[Start Source data]
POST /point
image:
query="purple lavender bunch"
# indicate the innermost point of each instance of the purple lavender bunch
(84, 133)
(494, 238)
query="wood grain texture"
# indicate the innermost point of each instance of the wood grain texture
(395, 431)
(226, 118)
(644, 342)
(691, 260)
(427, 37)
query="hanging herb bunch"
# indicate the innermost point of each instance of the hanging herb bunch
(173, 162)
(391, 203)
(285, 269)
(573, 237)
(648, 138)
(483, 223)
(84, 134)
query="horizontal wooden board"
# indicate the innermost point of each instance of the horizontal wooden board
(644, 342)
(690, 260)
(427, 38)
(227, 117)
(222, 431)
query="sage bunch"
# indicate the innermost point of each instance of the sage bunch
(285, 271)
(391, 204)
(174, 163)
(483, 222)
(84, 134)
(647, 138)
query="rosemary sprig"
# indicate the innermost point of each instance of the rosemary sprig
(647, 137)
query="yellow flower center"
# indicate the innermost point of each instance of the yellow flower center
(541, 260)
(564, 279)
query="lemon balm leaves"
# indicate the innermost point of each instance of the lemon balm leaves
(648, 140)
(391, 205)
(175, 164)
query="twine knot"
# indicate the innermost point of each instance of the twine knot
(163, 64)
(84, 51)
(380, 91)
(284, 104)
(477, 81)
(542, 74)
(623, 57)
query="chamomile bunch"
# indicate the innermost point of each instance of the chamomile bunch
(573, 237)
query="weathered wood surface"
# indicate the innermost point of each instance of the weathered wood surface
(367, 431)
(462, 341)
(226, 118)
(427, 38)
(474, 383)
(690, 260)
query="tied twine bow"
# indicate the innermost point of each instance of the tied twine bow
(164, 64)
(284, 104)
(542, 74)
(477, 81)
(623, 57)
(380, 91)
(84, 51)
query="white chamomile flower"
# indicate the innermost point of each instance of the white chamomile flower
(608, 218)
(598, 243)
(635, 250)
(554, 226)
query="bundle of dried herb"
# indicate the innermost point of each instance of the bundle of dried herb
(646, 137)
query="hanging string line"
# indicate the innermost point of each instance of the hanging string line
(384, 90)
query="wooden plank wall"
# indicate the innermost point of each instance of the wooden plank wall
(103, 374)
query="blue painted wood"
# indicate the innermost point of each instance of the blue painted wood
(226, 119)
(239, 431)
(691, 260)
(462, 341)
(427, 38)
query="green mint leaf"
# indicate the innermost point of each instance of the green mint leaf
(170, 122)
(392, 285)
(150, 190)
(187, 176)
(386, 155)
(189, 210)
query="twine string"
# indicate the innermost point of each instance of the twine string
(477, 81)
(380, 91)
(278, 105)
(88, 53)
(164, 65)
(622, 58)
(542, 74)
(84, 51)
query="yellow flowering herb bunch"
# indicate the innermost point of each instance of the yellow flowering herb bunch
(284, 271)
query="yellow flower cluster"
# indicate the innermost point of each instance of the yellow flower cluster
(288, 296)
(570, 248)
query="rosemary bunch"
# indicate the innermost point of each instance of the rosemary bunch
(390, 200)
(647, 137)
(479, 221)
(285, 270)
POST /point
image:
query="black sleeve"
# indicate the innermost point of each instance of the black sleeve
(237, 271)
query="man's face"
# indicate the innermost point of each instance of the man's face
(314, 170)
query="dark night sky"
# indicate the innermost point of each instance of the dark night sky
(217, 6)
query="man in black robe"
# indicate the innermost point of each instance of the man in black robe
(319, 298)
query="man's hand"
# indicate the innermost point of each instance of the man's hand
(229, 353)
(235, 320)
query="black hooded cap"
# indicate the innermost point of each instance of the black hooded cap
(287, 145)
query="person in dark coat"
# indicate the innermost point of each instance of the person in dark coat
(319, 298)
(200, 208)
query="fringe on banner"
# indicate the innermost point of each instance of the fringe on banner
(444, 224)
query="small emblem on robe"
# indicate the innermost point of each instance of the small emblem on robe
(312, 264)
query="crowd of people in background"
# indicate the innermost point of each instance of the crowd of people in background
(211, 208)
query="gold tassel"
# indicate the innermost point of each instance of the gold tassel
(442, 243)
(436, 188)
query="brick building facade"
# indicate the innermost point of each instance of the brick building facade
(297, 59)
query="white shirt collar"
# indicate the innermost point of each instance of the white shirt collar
[End Source data]
Return each entry from above without altering a single character.

POST /point
image:
query="purple lavender bunch"
# indicate the innermost point of each instance of the purple lavender bunch
(84, 133)
(494, 238)
query="wood grain texture"
# indicate the innermost point of each instance of the wood grain texture
(395, 431)
(226, 118)
(644, 342)
(691, 260)
(427, 37)
query="hanging herb bunch"
# indicate the innermost point of each instance of the hanging herb bunch
(173, 162)
(391, 203)
(285, 269)
(573, 237)
(648, 138)
(483, 223)
(84, 134)
query="horizontal wooden board"
# indicate the innermost point of each instance of the horizontal wooden board
(644, 342)
(690, 260)
(427, 38)
(227, 117)
(222, 431)
query="sage bunch"
# indicate the innermost point of each instance of the sage bunch
(285, 271)
(391, 204)
(174, 163)
(483, 222)
(84, 134)
(647, 138)
query="rosemary sprig"
# indicate the innermost point of each instance of the rosemary sprig
(647, 137)
query="yellow flower center"
# indicate the innermost point of each instance of the yellow flower center
(541, 260)
(564, 279)
query="lemon balm leaves"
# indicate the innermost point of each instance of the lemon balm leaves
(648, 140)
(391, 205)
(175, 164)
query="twine knot"
# indicate the innermost point of each instance of the twine knot
(163, 64)
(84, 51)
(380, 91)
(284, 104)
(477, 81)
(542, 74)
(623, 57)
query="chamomile bunch"
# indicate the innermost point of each instance of the chamomile bunch
(573, 237)
query="weathered wood surface"
# indicate the innermost point of each instance of the weathered wood surface
(367, 431)
(462, 341)
(226, 118)
(427, 38)
(474, 383)
(690, 260)
query="tied twine bow"
# indicate the innermost point of each instance of the tied twine bow
(164, 64)
(284, 104)
(542, 74)
(477, 81)
(623, 57)
(380, 91)
(84, 51)
query="white chamomile flower"
# indicate the innermost point of each instance of the white chamomile flower
(608, 218)
(598, 243)
(635, 250)
(554, 226)
query="bundle of dried herb"
# indicate the innermost point of each instance of the bundle of dried herb
(646, 137)
query="hanging string line"
# indicate the innermost point of each instance of the hanging string line
(384, 90)
query="wooden plank wall"
# indicate the innermost point of each instance of the wooden plank wall
(103, 374)
query="blue painted wood"
# indicate the innermost point of each instance of the blue painted wood
(226, 119)
(239, 431)
(691, 260)
(462, 341)
(427, 38)
query="green mint leaf"
# indicate the innermost point of each instance of the green mint leaf
(170, 122)
(392, 285)
(150, 190)
(187, 176)
(386, 155)
(189, 210)
query="twine string"
# indicate the innermost point of each instance of the twine string
(477, 81)
(380, 91)
(278, 105)
(88, 53)
(164, 65)
(622, 58)
(542, 74)
(84, 51)
query="yellow flowering herb bunch"
# indicate the innermost point of each instance of the yellow flowering herb bunch
(284, 271)
query="yellow flower cluster"
# indicate the innermost point of each instance of the yellow flower cluster
(288, 296)
(570, 248)
query="rosemary bunch"
# indicate the innermost point of each instance of the rosemary bunch
(390, 200)
(647, 137)
(479, 221)
(285, 270)
POST /point
image:
query="black sleeve"
# indicate the innermost point of each instance of the black sleeve
(237, 271)
query="man's face"
# indicate the innermost point of each instance of the man's face
(314, 170)
query="dark night sky"
# indicate the innermost point of each instance of the dark night sky
(217, 6)
query="man in black robe"
# indicate the innermost point of each instance of the man in black robe
(319, 298)
query="man's hand"
# indicate the innermost point of each instance of the man's hand
(229, 353)
(235, 320)
query="black hooded cap"
# indicate the innermost point of each instance of the black hooded cap
(287, 145)
query="person in dark coat"
# indicate the innermost point of each instance of the person in dark coat
(319, 298)
(200, 208)
query="fringe on banner"
# indicate the innermost point of each instance of the fringe on banner
(444, 224)
query="small emblem on robe"
# indicate the innermost point of each instance of the small emblem on robe
(312, 264)
query="crowd of people in background"
# indicate the innermost point of each instance of the crowd of people in background
(211, 208)
query="gold tassel"
# indicate the innermost point of each instance of the gold tassel
(442, 243)
(436, 188)
query="brick building facade"
# indicate the innermost point of each instance of the brick building facade
(297, 59)
query="white shirt collar"
# indicate the innermost point of each instance of the white shirt collar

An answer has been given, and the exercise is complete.